** ОПИСАНИЕ ЗАДАНИЯ **
Преобразуй, пожалуйста, приведенные ниже записи в CSV с двумя столбцами «текст» и «ответ», по одной строке на каждую запись. Текст записи и ее ответ помести каждый в отдельное поле в кавычках, заменив переносы строк пробелами.

** ИСХОДНЫЕ ЗАПИСИ **
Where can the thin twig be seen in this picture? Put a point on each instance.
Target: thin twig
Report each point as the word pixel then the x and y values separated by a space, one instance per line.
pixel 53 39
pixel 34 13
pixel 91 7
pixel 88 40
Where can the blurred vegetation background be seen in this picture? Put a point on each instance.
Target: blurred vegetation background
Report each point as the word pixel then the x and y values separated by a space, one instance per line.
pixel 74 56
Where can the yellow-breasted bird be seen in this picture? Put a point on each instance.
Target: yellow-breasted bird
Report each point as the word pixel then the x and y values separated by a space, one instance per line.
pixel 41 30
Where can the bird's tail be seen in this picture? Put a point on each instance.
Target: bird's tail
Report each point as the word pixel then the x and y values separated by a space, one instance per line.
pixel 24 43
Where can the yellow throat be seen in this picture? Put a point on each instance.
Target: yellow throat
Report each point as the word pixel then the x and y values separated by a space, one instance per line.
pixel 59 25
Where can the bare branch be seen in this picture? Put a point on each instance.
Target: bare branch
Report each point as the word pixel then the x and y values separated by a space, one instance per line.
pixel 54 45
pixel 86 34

** РЕЗУЛЬТАТ ВЫПОЛНЕНИЯ **
текст,ответ
"Where can the thin twig be seen in this picture? Put a point on each instance. Target: thin twig Report each point as the word pixel then the x and y values separated by a space, one instance per line.","pixel 53 39 pixel 34 13 pixel 91 7 pixel 88 40"
"Where can the blurred vegetation background be seen in this picture? Put a point on each instance. Target: blurred vegetation background Report each point as the word pixel then the x and y values separated by a space, one instance per line.","pixel 74 56"
"Where can the yellow-breasted bird be seen in this picture? Put a point on each instance. Target: yellow-breasted bird Report each point as the word pixel then the x and y values separated by a space, one instance per line.","pixel 41 30"
"Where can the bird's tail be seen in this picture? Put a point on each instance. Target: bird's tail Report each point as the word pixel then the x and y values separated by a space, one instance per line.","pixel 24 43"
"Where can the yellow throat be seen in this picture? Put a point on each instance. Target: yellow throat Report each point as the word pixel then the x and y values separated by a space, one instance per line.","pixel 59 25"
"Where can the bare branch be seen in this picture? Put a point on each instance. Target: bare branch Report each point as the word pixel then the x and y values separated by a space, one instance per line.","pixel 54 45 pixel 86 34"